• EXTRACT PROVIDED

- Opening Delimiter -

Luke 8.11
With the approach of Spring, I have been getting ready to plant my garden. This, of course, includes starting seeds indoors. Since I'm a rank amateur at gardening, I don't have all of the infrastructure that my more expert friends possess. So I have small pots of broccoli sitting on a cookie sheet in the back window. The cookie sheet catches the overflow/drainage from the pots.
Anyway, the weather was now nice enough that I could move the broccoli out to the back yard to toughen them up preparatory to their final move into the garden. Once the pots were on the back porch, the cookie sheet was no longer needed and it could be washed and returned to the kitchen for other duty more in line with why we bought it.
As I was washing the cookie sheet I was struck that the stuff going down the drain - bits of potting soil and dirty water that had drained out of the pots - was unwholesome. Good potting soil might have bits of composted manure, bacteria, molds and fungus - things that you would not want in your food. Yet God's miracle of plants is that they live in that soil and produce fruit that is sterile and wholesome. I enjoy going into my garden and eating young pole beans right off the vine. That's the major reason I plant pole beans.
By coincidence (not a kosher word) later that day I was talking with young Messianic who was wrestling with the relationship between obedience and blessing. His question went to whether he could trust the Bible teaching of someone who was not walking in obedience to God. Since the teacher in question did not keep Sabbath, nor did he eat only those things permitted by Torah, how could it be possible for God to bless him with the wisdom and discernment needed to correctly teach Scripture? (This is a variation of the old saw that, "God can't use a dirty vessel.")

- Closing Delimiter -

• REQUIRED ACTIONS
(A) Please write out the part of the garden reflection starting at "Anyway, the weather" and ending at "we bought it.".
(B) Extend the garden reflection, picking up after its last sentence.

Dataset entries:
- Opening Delimiter -

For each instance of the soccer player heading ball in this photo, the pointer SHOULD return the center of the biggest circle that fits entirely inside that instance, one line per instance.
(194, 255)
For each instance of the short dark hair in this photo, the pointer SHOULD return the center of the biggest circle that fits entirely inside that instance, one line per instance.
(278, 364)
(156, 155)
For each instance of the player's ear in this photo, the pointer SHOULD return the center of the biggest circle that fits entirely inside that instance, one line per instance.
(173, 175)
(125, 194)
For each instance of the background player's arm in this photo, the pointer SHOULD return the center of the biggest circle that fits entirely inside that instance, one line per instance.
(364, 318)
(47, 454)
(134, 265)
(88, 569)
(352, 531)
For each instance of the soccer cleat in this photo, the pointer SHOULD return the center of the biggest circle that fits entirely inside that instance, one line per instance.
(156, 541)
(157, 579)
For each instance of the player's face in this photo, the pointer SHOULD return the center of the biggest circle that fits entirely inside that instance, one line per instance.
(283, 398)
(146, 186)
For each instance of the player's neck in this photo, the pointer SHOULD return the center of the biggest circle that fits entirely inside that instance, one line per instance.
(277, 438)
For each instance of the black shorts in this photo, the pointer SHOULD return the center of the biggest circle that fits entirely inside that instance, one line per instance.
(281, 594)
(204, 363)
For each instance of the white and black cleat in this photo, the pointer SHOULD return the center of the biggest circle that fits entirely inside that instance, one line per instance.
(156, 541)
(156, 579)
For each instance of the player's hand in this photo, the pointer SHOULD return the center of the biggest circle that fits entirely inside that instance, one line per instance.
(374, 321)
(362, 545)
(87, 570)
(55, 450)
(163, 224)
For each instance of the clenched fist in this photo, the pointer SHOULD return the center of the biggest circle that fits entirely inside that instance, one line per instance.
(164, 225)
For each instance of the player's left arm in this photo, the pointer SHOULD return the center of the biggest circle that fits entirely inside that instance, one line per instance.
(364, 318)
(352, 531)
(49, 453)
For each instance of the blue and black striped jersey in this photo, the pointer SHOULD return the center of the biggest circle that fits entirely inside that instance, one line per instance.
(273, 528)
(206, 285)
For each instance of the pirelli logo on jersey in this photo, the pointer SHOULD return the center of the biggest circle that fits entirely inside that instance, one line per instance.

- Closing Delimiter -

• ANSWER SECTION
(A)
Anyway, the weather was now nice enough that I could move the broccoli out to the back yard to toughen them up preparatory to their final move into the garden. Once the pots were on the back porch, the cookie sheet was no longer needed and it could be washed and returned to the kitchen for other duty more in line with why we bought it.

(B)
Luke 8.11 says that, "The seed is the word of God." If you think about it, a seed is just information that turns dirt into food. The dirt doesn't decide what it will grow, the seed does. So, assuming the soil has the proper nutrients, if you plant pole beans, you will harvest pole beans. It is not the case that the soil will get quirky and decide to give you radishes instead. Also, the size of the crop is not determined by the size of the seed. Watermelon seeds are not remarkably bigger than zucchini seeds.
In the same way, the word of God is a seed - it is information that turns people into saints. And just as a seed thrives when you manure the soil, the word of God is able to bring forth good fruit when planted in the corruption of the human heart.